Repeat the material exactly as it appears.

start Entries shown

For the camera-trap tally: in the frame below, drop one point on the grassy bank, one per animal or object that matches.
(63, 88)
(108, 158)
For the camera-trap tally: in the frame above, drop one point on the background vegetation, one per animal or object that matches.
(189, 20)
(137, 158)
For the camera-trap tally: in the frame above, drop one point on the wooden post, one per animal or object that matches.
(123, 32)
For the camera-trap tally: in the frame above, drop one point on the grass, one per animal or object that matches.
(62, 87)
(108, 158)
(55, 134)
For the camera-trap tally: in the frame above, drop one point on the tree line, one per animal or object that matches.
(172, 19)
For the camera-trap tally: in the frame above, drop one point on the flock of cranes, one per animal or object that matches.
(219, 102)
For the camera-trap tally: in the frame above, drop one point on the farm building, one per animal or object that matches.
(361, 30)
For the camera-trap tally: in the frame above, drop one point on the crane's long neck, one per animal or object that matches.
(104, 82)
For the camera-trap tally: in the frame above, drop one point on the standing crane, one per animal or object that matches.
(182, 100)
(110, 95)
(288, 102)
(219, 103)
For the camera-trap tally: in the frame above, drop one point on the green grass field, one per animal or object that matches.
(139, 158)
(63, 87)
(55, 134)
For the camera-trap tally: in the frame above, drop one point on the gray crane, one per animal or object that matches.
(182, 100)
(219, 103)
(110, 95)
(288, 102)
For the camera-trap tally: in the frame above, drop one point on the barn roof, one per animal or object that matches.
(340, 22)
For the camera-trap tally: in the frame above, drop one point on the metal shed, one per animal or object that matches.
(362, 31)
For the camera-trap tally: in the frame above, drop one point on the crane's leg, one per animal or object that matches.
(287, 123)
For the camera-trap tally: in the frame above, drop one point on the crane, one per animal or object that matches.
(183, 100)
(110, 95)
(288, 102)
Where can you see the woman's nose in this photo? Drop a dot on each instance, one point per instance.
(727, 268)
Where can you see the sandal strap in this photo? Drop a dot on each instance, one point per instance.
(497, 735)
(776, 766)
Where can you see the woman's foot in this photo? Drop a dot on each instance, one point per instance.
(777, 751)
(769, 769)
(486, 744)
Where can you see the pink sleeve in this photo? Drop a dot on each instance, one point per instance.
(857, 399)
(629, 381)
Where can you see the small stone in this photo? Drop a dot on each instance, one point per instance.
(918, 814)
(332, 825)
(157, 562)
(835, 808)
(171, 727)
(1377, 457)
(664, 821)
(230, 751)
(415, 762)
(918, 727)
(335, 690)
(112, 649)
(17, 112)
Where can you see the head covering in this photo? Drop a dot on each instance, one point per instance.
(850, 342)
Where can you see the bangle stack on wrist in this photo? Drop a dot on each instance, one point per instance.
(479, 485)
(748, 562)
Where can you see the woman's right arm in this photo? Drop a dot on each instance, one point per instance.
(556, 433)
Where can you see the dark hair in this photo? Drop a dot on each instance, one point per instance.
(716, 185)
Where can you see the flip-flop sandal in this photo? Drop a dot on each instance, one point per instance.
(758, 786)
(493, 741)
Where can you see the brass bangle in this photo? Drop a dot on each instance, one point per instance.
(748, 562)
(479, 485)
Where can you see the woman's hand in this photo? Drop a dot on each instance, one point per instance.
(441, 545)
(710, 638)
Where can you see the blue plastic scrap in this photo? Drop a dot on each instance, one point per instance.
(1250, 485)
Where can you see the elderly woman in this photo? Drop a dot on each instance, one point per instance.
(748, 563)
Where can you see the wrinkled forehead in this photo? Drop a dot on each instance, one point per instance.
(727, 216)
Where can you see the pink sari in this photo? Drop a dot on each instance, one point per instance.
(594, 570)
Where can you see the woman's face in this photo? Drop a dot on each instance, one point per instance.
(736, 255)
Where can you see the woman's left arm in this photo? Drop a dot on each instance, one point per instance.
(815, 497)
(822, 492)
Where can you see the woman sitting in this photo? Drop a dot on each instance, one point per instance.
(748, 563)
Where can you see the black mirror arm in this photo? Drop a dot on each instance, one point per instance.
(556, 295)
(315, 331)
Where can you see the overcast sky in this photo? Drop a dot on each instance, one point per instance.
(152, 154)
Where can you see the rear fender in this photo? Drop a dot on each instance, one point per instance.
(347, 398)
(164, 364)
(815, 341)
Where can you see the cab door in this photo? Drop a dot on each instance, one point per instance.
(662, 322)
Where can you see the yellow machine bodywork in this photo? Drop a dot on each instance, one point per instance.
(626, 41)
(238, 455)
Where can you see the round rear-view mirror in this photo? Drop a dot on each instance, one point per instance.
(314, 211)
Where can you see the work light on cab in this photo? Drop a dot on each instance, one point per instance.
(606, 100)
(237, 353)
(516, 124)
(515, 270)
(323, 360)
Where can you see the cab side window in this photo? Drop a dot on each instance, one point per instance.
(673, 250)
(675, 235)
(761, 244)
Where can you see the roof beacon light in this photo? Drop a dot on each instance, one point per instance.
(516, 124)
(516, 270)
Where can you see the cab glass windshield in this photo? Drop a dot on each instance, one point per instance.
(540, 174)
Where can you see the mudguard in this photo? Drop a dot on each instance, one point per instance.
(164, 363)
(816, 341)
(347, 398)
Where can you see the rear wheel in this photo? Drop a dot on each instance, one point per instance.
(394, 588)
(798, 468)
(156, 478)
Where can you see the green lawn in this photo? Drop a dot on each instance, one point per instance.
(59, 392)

end Entries shown

• [Exercise solution]:
For the camera-trap tally: in the frame below, drop one point on the grassy bank, one per animal or object that matches.
(63, 88)
(108, 158)
For the camera-trap tally: in the frame above, drop one point on the background vegetation, one per animal or object that matches.
(189, 20)
(137, 158)
For the camera-trap tally: in the frame above, drop one point on the wooden post, one per animal or object that matches.
(123, 32)
For the camera-trap tally: in the frame above, drop one point on the grass, one per animal or object that matches.
(62, 87)
(108, 158)
(55, 134)
For the camera-trap tally: in the frame above, drop one point on the tree line, one per animal or object that matches.
(172, 19)
For the camera-trap tally: in the frame above, drop one point on the flock of cranes, one per animal or object that matches.
(219, 102)
For the camera-trap tally: in the frame above, drop one point on the farm building, one per animal or object that matches.
(361, 30)
For the camera-trap tally: in the frame above, drop one point on the crane's long neck, one per animal or object that matches.
(104, 82)
For the camera-trap tally: in the frame above, drop one point on the standing crane, one per animal or object that matches.
(182, 100)
(110, 95)
(288, 102)
(219, 103)
For the camera-trap tally: in the frame above, drop one point on the green grass field, one per animal or object that matches.
(139, 158)
(63, 87)
(55, 134)
For the camera-trap tally: in the frame above, drop one point on the gray crane, one per animal or object that matches.
(182, 100)
(219, 103)
(110, 95)
(288, 102)
For the camera-trap tally: in the frame above, drop one point on the barn roof, one per animal or object that matches.
(340, 22)
For the camera-trap tally: in the frame above, drop one point on the metal shed, one per animal or object that matches.
(362, 31)
For the camera-trap tally: in the frame above, drop one point on the crane's leg, one per animal or object that matches.
(287, 123)
For the camera-trap tally: in the frame above, drop one point on the crane, one per animal or object that matches.
(183, 100)
(110, 95)
(288, 102)
Where can you see the woman's nose in this photo? Drop a dot on each instance, one point per instance.
(727, 268)
Where can you see the sandal strap in this photo? Drop a dot on each instance, one point per instance.
(497, 735)
(776, 766)
Where can you see the woman's foot in this photo? Drop a dot on each instance, one point per instance.
(777, 751)
(769, 769)
(486, 744)
Where can you see the pink sleeve in this photo? Drop a dot on each instance, one point per instance.
(857, 399)
(629, 381)
Where can you see the small stone in this photo? Drop a dot on each instance, one point per instance.
(918, 814)
(332, 825)
(157, 562)
(835, 808)
(171, 727)
(1377, 457)
(664, 821)
(230, 751)
(415, 762)
(918, 727)
(335, 690)
(112, 649)
(17, 112)
Where can you see the head covering in this photo? Drop a dot on each instance, one point per instance.
(850, 342)
Where can you see the bangle stack on wrist in this photo? Drop a dot on each instance, one point per instance.
(479, 485)
(748, 562)
Where can you see the woman's right arm in this photo? Drop a dot on each instance, one point per instance.
(556, 433)
Where can you see the dark hair in this photo? Drop a dot on each instance, one point per instance.
(716, 185)
Where can you see the flip-flop sandal in this photo? Drop a dot on each instance, one point per instance.
(758, 786)
(493, 741)
Where can you see the brass bangle in this photo? Drop a dot on each instance, one point per instance.
(748, 562)
(479, 485)
Where can you see the woman's hand in this photo? Drop a dot on each instance, one point per instance.
(441, 545)
(710, 638)
Where can you see the blue plastic scrap in this photo? Drop a dot on each instance, one point per instance.
(1250, 485)
Where can you see the elderly woman in this photo? Drop a dot on each instance, one point per instance.
(748, 563)
Where can you see the wrinkled forehead in this photo? Drop a dot on each instance, one point per instance.
(727, 216)
Where can you see the pink sari in this photo? Drop a dot on each instance, one point per instance.
(594, 570)
Where can you see the woman's face in this photo? Drop a dot on each instance, one point per instance.
(736, 255)
Where can you see the woman's left arm in this photo? Drop a dot on each instance, one point per instance.
(815, 497)
(822, 492)
Where can you see the woman sitting in this photo? Drop a dot on each instance, one point per instance.
(748, 563)
Where can you see the black mirror arm in this photo? Drop a dot on each instance, one point per instance.
(556, 295)
(315, 331)
Where can you see the overcast sky in this photo? Drop a dot on each instance, one point per instance.
(152, 154)
Where can you see the rear fender in this photo? Drop a dot on each instance, one point per instance.
(347, 398)
(164, 364)
(815, 341)
Where can you see the cab door in this photo? Drop a dot on each instance, one point per instance.
(662, 322)
Where can you see the yellow machine bodywork in this photo? Drop a dot on each instance, one point per instance.
(626, 41)
(238, 455)
Where can you see the round rear-view mirror in this photo? Drop a dot on each instance, one point per instance.
(314, 211)
Where can you see the work light on cab in this photo? Drop a dot on each instance, one point per instance.
(606, 100)
(237, 353)
(516, 124)
(515, 270)
(323, 360)
Where can you see the cab side window in this photo? Drop a dot on each instance, one point per instance.
(673, 250)
(675, 235)
(761, 244)
Where can you see the roof beacon light in this photo? Drop a dot on each instance, one point per instance.
(516, 124)
(516, 270)
Where can you see the cab glass windshield in this photo? Drop a dot on each instance, one point per instance.
(540, 174)
Where can you see the mudguard in this photo? Drop a dot on each instance, one point per instance.
(164, 363)
(816, 341)
(347, 398)
Where can you see the rear wheel in this photo? Drop a dot on each instance, one point per instance.
(394, 588)
(798, 468)
(156, 478)
Where can you see the green lawn in this photo? Drop a dot on each instance, one point per instance.
(59, 392)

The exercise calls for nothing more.